Texte source:
JOURNEES DIOCESAINES DE
LA JEUNESSE
10-15 Janvier 1995 - MANILLE
Rassemblement des jeunes
de 18-35 ans du monde entier ...
MESSAGE DU SAINT-PÈRE
AUX JEUNES DU MONDE À L'OCCASION DE LA Xe JOURNÉE MONDIALE DE LA JEUNESSE
“ Comme le Père m'a envoyé, moi aussi je vous envoie " (Jn 20, 21)
Très chers jeunes!
Nous avons vu le Seigneur
1. «Paix à vous!» (Jn 20,19). C'est par ce salut, très riche de
signification, que le Seigneur ressuscité se présente aux disciples,
apeurés et déconcertés après sa passion. C'est avec cette même
intensité et cette même profondeur de sentiment que je m'adresse à
vous, à l'approche des IXème et Xème Journées Mondiales de la Jeunesse.
Elles auront lieu, comme le veut désormais une heureuse habitude, le
dimanche des Rameaux de 1994 et de 1995, alors que la grande rencontre
internationale qui réunit les jeunes du monde entier autour du Pape est
fixée à Manille, capitale des Philippines, en janvier 1995. Lors des
précédentes rencontres qui ont marqué notre itinéraire de réflexion et
de prière, nous avons eu, comme les disciples, la possibilité de «voir»
─ qui signifie également croire et connaître, presque «toucher» (cf.

Consigne a: Extrayez des lignes ci-dessous toutes celles où figure le mot « bark ».

Données fournies:

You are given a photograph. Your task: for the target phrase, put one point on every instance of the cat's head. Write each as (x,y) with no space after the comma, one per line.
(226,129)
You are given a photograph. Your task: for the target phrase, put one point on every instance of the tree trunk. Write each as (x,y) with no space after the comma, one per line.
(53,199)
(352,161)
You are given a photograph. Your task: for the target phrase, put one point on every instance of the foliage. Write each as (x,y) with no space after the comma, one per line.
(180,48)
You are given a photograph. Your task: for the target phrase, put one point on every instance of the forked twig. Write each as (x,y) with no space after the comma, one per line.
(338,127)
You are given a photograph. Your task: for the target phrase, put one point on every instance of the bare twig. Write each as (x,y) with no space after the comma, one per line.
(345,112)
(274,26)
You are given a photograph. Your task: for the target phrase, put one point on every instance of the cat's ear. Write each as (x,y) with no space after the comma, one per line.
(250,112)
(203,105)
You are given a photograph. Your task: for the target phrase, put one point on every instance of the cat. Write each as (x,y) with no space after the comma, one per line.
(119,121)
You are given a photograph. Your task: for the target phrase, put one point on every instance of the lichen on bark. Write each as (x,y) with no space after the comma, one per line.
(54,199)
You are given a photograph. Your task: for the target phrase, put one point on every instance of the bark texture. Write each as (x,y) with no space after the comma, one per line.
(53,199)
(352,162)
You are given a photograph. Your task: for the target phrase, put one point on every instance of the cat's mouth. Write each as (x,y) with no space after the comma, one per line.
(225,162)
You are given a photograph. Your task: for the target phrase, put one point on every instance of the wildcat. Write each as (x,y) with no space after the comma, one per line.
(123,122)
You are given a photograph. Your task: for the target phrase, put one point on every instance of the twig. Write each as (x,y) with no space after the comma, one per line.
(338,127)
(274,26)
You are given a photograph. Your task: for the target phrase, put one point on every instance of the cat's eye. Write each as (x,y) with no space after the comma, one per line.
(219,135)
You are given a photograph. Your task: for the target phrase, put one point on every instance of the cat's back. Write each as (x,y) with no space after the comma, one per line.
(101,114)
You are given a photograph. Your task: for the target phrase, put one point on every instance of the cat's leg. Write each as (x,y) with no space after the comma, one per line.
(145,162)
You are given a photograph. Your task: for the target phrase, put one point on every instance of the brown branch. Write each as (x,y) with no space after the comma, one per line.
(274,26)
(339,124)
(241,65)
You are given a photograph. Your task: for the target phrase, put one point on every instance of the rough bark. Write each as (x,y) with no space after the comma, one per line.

Consigne b: Veuillez poursuivre le message du pape aux jeunes là où il s'interrompt.

Réponse a:
You are given a photograph. Your task: for the target phrase, put one point on every instance of the lichen on bark. Write each as (x,y) with no space after the comma, one per line.
You are given a photograph. Your task: for the target phrase, put one point on every instance of the bark texture. Write each as (x,y) with no space after the comma, one per line.
You are given a photograph. Your task: for the target phrase, put one point on every instance of the rough bark. Write each as (x,y) with no space after the comma, one per line.

Réponse b:
1Jn 1,1) ─ le Seigneur ressuscité. Nous l'avons «vu» et accueilli en
tant que maître et ami, à Rome en 1984 et 1985, lorsque nous avons
commencé notre pèlerinage à partir du centre et du coeur de la
catholicité pour rendre raison de l'espérance qui est en nous (cf. 1P
3,15), portant sa Croix sur les routes du monde. Nous Lui avons demandé
─ avec insistance ─ de demeurer avec nous au long de notre cheminement
quotidien. Nous l'avons «vu» à Buenos Aires, en 1987, quand, avec les
jeunes de tous les continents, et en particulier de l'Amérique latine,
«nous avons reconnu l'amour que Dieu a pour nous et nous y avons cru»
(1Jn 4,16) et quand nous avons proclamé que sa révélation, tel un
soleil qui éclaire et réchauffe, alimente l'espérance et renouvelle la
joie de l'effort missionnaire pour la construction de la civilisation
de l'amour. Nous l'avons «vu» à Saint-Jacques-de-Compostelle, en 1989,
où nous avons découvert son visage et où nous l'avons reconnu comme
étant le chemin, la vérité et la vie (cf. Jn 14,6), méditant avec
l'apôtre Jacques sur les profondes racines chrétiennes de l'Europe.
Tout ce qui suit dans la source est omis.